Consigne: Réécrivez sous forme de liste le paragraphe du texte qui commence par « C’est à partir de 1974 », en conservant ses faits principaux.

L’autre élément intrinsèque aux dispositifs de sécurité, et qui apparaît dans le débat sur la liberté de circulation, c’est la liberté. Cette liberté que des militants des droits humains et certains chercheurs en études critiques de la sécurité veulent aujourd’hui protéger contre le « tout sécuritaire », en revendiquant plus de liberté et moins de sécurité. De fait, selon Foucault, la liberté doit être comprise à l’intérieur des mutations et transformations des technologies de pouvoir. De façon précise et particulière, la liberté n’est autre chose que le corrélatif de la mise en place des dispositifs de sécurité. Du coup un dispositif de sécurité ne peut bien marcher que si on prend en compte la liberté de circulation (Foucault 2004a: 50).

C’est à partir de 1974 que Foucault entreprend une réflexion sur la notion de dangerosité. (Foucault 1994d: 794-796).Le recours au “danger” permet en effet de classer, de répartir, de trier, d’identifier et au final de neutraliser un individu ou un groupe d’individus. La notion permet aussi d’alimenter tout un système qui fonctionne en vase clos. Indiquer la dangerosité d’un acte ou d’un comportement, individuel ou collectif, renforce le sentiment d’insécurité qui, à son tour, renforce l’idéologie sécuritaire ou un désir de plus en plus fort de sécurisation qui exacerbe la perception sociale du danger.

Foucault introduit, pour décrypter davantage la notion de dangerosité, “la stratégie du pourtour” (Foucault 1994d : 796). Avec cette dernière, il n’est plus besoin, d’identifier précisément les individus dangereux, ni même de développer une méthode fiable capable de prédire la dangerosité. Celle-ci désintègre l’identité du délinquant dans le social et permet la généralisation d’un contrôle sécuritaire qui manœuvre les peurs et fait que le citoyen finit par réclamer lui-même une police de plus en plus forte, ainsi qu’une justice qui soit à même de protéger la société et de veiller sur une population plutôt que de respecter des sujets de droit, à détecter ce qui est périlleux pour elle, à l’alerter sur ses propres dangers, à faire accepter la vision d’une société où la violence est partout présente et menace quotidiennement sa stabilité (Foucault 1994d : 796).

Il convient maintenant de traiter un des éléments essentiels de la « société de sécurité»: la population. Dans leur rapport à ce que le souverain appelait « sujets » ou « peuple », les dispositifs de sécurité s’appliqueront à cette donnée naturelle qu’est la population. La souveraineté règne sur des sujets au sens juridique, le pouvoir disciplinaire sur des corps individuels, les dispositifs de sécurité sur une population comme phénomène démographique. La population devient ainsi «une sorte d’objet technico-politique d’une gestion et d’un gouvernement » (Foucault 2004a : 72).

Données:
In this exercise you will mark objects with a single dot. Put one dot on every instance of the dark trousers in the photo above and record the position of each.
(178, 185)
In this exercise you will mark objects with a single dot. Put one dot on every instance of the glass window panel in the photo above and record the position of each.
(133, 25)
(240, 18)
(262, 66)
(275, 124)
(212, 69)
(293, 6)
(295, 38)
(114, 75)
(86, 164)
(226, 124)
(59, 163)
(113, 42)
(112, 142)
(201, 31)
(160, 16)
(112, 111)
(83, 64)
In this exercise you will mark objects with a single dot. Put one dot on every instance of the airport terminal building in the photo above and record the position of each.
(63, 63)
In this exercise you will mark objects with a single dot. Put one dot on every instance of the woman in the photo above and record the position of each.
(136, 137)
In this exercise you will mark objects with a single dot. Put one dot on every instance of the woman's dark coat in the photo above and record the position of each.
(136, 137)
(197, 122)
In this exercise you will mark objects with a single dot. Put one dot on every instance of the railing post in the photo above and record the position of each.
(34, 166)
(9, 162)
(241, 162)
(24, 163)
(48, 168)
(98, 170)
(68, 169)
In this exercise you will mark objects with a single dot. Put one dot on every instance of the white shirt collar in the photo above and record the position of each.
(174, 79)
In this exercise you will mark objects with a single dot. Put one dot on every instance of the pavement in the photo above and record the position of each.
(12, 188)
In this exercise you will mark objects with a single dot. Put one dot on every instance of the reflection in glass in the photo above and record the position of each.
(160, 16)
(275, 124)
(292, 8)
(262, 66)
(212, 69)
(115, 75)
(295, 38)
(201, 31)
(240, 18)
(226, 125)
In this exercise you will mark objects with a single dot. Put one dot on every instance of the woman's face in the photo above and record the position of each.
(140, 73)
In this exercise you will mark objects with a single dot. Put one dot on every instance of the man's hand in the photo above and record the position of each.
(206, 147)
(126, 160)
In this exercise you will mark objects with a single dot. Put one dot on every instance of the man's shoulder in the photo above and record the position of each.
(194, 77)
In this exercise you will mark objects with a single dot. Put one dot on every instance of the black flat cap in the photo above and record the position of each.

Réponse:
- À partir de 1974, Foucault entreprend une réflexion sur la notion de dangerosité.
- Le recours au « danger » permet de classer, répartir, trier, identifier et finalement neutraliser un individu ou un groupe d’individus.
- Cette notion alimente un système qui fonctionne en vase clos.
- Signaler la dangerosité d’un acte ou d’un comportement, individuel ou collectif, renforce le sentiment d’insécurité.
- Ce sentiment renforce à son tour l’idéologie sécuritaire ou un désir croissant de sécurisation, qui exacerbe la perception sociale du danger.